§ **Task description**
Each record below must be written out again in exactly the same form.
○ ○ ○ ○
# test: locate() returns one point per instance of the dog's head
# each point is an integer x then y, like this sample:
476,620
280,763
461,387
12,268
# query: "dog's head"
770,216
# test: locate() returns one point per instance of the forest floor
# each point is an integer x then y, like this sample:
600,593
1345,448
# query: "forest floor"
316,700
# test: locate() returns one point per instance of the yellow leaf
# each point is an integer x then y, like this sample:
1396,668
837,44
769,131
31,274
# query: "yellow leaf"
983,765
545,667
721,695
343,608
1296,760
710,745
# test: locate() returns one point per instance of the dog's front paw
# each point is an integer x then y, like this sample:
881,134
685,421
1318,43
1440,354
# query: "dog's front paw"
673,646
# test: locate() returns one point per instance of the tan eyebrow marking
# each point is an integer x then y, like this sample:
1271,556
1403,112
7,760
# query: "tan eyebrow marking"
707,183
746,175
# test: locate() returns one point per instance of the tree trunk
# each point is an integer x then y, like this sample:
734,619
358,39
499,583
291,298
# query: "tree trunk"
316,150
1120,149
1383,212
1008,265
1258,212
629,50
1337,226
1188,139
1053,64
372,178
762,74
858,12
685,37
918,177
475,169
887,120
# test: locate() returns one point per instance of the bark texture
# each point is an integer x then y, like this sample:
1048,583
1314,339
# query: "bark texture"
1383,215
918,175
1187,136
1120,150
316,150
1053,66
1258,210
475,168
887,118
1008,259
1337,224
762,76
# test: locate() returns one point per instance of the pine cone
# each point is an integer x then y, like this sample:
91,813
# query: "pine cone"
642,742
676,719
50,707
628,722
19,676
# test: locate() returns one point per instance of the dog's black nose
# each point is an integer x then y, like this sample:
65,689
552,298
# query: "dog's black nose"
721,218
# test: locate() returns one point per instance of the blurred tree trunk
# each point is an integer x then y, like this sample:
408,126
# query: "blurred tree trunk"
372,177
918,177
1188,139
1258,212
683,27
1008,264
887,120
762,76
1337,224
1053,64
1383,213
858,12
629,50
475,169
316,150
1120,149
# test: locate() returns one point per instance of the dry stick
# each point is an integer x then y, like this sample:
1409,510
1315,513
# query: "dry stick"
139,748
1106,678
○ ○ ○ ○
§ **Reply to the exercise**
# test: locate() returns one point per instance of the dog's head
# each point is an integer x then y, like this sample:
476,620
280,763
461,387
12,268
# query: "dog's head"
770,216
# test: locate() returns one point per instance of the forest floor
# each point is an integer x then y, like this sample:
600,593
1345,448
# query: "forest floor"
316,700
# test: locate() returns one point per instance of the yellow leaf
# each point is an integer x then y, like this sample:
1396,668
837,44
769,131
31,274
# query: "yellow leaf"
983,765
545,667
721,695
343,608
1296,760
710,745
# test: locate() returns one point per instance of the dog's front paw
# each point is an integer x then y, like this sample:
881,134
685,421
1318,43
1440,354
# query: "dog's front paw"
673,646
# test: locate() returns one point per instance of the tan eyebrow marking
# each point is an integer x then y, like this sample:
1271,556
1403,112
7,760
# query: "tan eyebrow marking"
707,183
746,175
# test: locate() returns one point per instance of the tree trunk
# each point is an integer x then y, like this sample:
734,619
358,39
499,583
291,298
# query: "tree trunk"
316,150
1120,149
1383,212
1008,265
1258,212
629,50
1337,226
1188,139
1053,64
372,178
762,74
858,12
685,37
918,177
475,169
887,120
# test: locate() returns one point per instance of the bark texture
# each point is an integer x then y, like this sample:
1048,583
1314,339
# query: "bark texture"
1383,215
918,175
1187,136
1120,150
316,150
1053,66
1258,210
475,168
887,118
1008,259
1337,224
762,76
# test: locate() returns one point per instance of the pine cone
# each point is an integer x then y, like this sample:
91,813
# query: "pine cone"
642,742
676,719
50,707
628,722
19,676
# test: locate() returns one point per instance of the dog's black nose
# each point is an integer x then y, like this sample:
65,689
552,298
# query: "dog's black nose"
721,218
# test: locate() returns one point per instance of the blurred tree trunk
# each point is an integer x then y, like this sample:
408,126
# query: "blurred tree trunk"
372,177
918,177
1188,139
1258,212
683,27
1008,264
887,120
762,76
1337,224
1053,64
1383,213
858,12
629,50
475,169
316,150
1120,149
# test: locate() returns one point per instance of the dry stick
# each point is an integer x then y, like this sample:
1409,510
1315,513
# query: "dry stick"
139,748
1106,678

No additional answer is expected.